#### Directions for this task:
List each line of the items below that contains the word "road", copying every such line in full.

#### Information shown:
'''
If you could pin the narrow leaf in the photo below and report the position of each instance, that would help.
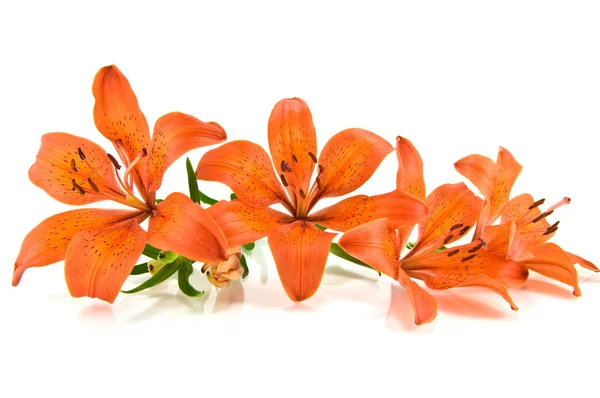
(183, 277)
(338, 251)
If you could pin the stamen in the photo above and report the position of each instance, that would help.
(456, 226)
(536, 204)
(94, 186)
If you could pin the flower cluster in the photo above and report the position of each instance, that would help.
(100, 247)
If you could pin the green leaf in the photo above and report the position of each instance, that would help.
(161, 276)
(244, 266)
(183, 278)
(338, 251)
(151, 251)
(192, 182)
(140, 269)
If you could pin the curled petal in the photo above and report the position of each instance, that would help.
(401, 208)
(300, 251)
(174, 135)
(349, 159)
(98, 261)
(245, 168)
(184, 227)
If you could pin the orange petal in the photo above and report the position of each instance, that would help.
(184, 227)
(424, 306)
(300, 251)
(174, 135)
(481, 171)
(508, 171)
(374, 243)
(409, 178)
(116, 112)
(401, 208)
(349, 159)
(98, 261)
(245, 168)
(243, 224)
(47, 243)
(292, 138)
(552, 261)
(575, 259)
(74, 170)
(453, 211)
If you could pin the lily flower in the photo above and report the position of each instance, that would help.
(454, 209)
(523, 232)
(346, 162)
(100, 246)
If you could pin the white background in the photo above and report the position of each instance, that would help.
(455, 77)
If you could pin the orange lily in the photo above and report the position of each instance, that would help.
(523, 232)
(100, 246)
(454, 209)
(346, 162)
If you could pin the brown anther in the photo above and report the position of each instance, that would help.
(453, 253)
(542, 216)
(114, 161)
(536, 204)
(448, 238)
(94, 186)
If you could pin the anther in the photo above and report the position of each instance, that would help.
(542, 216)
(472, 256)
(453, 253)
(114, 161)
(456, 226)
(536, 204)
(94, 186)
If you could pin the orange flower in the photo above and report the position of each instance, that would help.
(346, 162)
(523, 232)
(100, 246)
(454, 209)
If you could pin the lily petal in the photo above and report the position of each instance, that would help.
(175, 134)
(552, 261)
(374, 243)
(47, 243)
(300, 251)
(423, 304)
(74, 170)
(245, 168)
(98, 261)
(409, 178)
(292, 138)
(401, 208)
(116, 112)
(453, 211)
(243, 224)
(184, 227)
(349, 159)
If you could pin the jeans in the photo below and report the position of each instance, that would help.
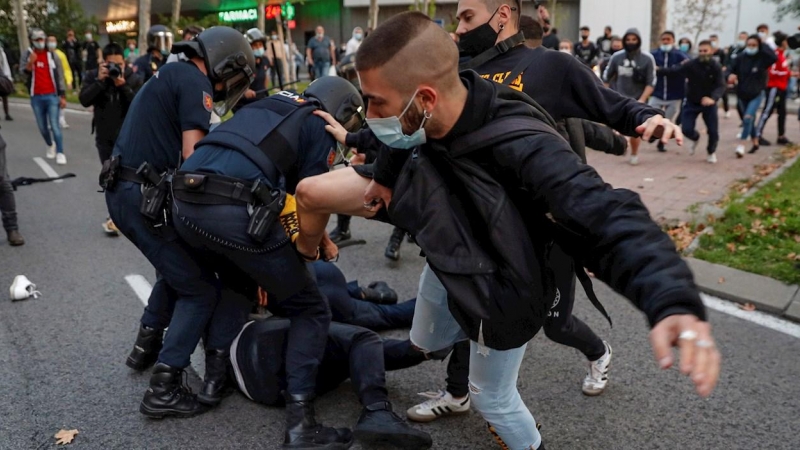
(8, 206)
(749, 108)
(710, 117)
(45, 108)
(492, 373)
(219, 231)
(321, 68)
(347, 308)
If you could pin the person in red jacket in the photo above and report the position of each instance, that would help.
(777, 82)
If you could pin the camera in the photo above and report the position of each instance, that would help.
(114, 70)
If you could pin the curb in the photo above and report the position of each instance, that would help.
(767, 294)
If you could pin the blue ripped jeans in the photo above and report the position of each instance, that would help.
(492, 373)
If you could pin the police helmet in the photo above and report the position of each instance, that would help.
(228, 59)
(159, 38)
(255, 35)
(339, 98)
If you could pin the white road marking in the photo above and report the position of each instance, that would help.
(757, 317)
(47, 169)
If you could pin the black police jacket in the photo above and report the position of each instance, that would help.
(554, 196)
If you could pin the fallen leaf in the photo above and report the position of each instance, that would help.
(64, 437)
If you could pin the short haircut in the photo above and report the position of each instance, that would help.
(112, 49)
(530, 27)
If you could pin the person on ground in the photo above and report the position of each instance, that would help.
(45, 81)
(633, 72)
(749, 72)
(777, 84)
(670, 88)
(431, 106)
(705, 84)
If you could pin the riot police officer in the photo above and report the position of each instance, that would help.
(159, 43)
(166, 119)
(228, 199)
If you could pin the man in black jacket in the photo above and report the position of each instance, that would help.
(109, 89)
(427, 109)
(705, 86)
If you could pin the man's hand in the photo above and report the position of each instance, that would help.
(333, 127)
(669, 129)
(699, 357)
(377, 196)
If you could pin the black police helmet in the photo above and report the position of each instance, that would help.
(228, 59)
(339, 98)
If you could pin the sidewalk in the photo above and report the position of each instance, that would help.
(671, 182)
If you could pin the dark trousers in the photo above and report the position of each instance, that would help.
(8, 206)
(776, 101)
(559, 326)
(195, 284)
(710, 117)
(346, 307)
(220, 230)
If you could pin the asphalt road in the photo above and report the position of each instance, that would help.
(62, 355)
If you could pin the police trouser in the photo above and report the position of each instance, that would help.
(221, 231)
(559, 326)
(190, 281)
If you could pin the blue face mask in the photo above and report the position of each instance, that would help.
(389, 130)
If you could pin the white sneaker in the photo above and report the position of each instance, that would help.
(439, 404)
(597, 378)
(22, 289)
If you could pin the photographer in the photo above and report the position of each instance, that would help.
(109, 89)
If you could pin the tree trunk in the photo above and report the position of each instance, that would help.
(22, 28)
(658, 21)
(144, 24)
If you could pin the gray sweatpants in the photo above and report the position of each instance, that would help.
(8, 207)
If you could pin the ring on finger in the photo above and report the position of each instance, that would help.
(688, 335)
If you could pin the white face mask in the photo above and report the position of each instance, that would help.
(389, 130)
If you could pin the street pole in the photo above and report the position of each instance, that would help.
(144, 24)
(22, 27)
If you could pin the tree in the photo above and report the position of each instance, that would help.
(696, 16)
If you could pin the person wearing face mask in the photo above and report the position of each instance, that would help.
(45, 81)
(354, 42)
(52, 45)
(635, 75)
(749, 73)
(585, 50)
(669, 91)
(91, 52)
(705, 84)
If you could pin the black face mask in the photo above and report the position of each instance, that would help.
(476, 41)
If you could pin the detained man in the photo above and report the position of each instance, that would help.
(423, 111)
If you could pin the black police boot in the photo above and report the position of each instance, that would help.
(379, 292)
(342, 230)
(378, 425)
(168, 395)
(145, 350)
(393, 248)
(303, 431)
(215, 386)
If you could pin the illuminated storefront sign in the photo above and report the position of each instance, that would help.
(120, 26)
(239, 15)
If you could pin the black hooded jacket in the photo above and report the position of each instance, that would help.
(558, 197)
'''
'''
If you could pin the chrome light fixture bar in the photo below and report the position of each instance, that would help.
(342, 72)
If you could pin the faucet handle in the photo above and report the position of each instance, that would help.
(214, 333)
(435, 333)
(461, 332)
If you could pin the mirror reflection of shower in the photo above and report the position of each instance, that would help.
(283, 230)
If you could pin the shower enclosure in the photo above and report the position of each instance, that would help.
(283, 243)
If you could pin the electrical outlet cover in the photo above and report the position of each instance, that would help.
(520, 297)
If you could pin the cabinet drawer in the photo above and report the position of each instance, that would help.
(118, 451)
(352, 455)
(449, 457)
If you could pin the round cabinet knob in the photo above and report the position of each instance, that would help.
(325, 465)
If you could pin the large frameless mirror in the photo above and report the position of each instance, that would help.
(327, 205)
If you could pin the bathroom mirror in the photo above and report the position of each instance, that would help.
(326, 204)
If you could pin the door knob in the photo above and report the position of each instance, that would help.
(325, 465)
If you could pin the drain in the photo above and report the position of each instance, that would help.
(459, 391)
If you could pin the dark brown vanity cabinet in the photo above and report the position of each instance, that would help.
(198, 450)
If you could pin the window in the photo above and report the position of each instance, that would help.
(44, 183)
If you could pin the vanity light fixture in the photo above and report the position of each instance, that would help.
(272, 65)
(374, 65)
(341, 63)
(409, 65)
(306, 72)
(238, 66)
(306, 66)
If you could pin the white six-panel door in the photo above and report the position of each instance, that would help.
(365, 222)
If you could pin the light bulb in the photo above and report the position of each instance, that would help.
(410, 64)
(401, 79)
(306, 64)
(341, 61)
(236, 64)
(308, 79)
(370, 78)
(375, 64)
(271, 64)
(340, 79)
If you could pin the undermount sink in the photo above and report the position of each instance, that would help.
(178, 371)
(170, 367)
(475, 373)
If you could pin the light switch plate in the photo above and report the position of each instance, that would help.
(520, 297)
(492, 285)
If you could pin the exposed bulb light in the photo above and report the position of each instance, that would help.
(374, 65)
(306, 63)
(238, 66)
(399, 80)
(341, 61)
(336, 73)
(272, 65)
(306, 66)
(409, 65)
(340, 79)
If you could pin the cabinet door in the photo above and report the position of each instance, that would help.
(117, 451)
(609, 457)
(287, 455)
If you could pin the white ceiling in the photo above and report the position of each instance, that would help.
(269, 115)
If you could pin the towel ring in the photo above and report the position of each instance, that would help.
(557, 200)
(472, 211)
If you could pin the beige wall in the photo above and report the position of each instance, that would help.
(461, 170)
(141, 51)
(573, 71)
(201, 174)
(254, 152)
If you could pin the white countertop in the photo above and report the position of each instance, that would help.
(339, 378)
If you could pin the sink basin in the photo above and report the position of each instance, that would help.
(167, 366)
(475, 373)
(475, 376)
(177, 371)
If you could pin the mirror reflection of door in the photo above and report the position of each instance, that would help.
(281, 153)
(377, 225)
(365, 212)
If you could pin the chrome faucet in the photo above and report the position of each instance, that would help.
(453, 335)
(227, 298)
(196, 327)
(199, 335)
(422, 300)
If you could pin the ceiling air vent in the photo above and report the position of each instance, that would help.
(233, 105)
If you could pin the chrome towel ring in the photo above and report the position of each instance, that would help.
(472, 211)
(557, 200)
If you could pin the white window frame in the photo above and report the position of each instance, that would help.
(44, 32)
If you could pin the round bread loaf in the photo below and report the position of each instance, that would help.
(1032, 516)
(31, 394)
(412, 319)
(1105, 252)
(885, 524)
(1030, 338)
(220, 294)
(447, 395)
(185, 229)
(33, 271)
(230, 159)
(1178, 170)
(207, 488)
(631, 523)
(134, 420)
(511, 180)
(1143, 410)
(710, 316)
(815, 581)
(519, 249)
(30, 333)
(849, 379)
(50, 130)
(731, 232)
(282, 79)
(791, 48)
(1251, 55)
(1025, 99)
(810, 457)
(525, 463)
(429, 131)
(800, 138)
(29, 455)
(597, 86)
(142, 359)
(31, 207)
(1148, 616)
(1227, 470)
'''
#### Exercise answer:
If you could pin the white road marking in the photo above and report the position of each instance, that would help.
If you could pin the asphalt road in the photo above and report the position of each instance, that would help.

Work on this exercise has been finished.